* **Dataset items**
==============================
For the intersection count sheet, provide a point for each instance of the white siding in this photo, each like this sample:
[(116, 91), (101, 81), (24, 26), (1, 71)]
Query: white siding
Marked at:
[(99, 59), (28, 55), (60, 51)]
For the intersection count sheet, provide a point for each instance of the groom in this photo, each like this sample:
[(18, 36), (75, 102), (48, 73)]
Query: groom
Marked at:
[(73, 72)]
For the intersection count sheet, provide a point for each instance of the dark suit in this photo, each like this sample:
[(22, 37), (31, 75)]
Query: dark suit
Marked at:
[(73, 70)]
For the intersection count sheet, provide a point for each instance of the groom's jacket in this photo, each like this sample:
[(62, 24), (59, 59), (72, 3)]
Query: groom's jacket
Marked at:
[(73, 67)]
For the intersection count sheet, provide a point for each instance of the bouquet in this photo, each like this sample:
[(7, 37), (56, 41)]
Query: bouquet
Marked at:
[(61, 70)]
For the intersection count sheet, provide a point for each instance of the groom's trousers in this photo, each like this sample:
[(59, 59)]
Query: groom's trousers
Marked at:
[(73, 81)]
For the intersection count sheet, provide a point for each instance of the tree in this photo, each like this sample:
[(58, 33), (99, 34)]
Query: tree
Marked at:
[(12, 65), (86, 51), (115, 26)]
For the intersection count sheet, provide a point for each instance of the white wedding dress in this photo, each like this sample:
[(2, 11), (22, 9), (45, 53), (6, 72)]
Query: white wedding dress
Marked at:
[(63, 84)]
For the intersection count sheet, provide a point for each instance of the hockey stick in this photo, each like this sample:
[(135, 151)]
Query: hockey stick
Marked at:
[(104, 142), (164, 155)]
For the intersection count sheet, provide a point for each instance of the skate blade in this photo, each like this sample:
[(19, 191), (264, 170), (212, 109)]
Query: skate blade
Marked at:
==============================
* **WHAT IS EXPECTED**
Exactly as written, copy out all the entries above.

* **RESPONSE AREA**
For the intersection count sheet, provide a point for each instance of the white siding in this photo, each like this sample:
[(116, 91), (101, 81), (24, 26), (1, 71)]
Query: white siding
Marked at:
[(99, 59), (28, 55), (60, 51)]
For the intersection count sheet, provide a point for each instance of the groom in this photo, each like this sample:
[(18, 36), (75, 102), (48, 73)]
Query: groom
Marked at:
[(73, 72)]
For the intersection count sheet, provide a point for each instance of the dark suit in this photo, each like this sample:
[(22, 37), (31, 75)]
Query: dark suit
Marked at:
[(73, 70)]
For the intersection count sheet, provide a point for each instance of the groom's jacket in this photo, each like this sample:
[(62, 24), (59, 59), (72, 3)]
Query: groom's jacket
Marked at:
[(73, 67)]
For the intersection count sheet, provide a point for each instance of the bouquet in this photo, each like this sample:
[(7, 37), (56, 41)]
Query: bouquet
Marked at:
[(61, 70)]
For the intersection count sheet, provide a point for each instance of the groom's trousers in this photo, each like this sample:
[(59, 59)]
Query: groom's trousers
Marked at:
[(73, 81)]
For the intersection count sheet, provide a point for each instance of the tree in this photo, each like this sample:
[(58, 33), (99, 34)]
Query: tree
Marked at:
[(12, 65), (86, 51), (115, 26)]
For the intersection count sheet, provide a point for each instance of the white wedding dress in this photo, each like this sample:
[(2, 11), (22, 9), (45, 53), (6, 72)]
Query: white wedding dress
Marked at:
[(63, 84)]
For the intersection count sheet, provide a point for each instance of the hockey stick in this photo, each like this sample:
[(135, 151)]
Query: hockey stick
Marked at:
[(104, 142), (164, 155)]
For the intersection count sheet, provide a point for each instance of the skate blade in this photo, each like this sample:
[(19, 191), (264, 170), (212, 109)]
Query: skate blade
Marked at:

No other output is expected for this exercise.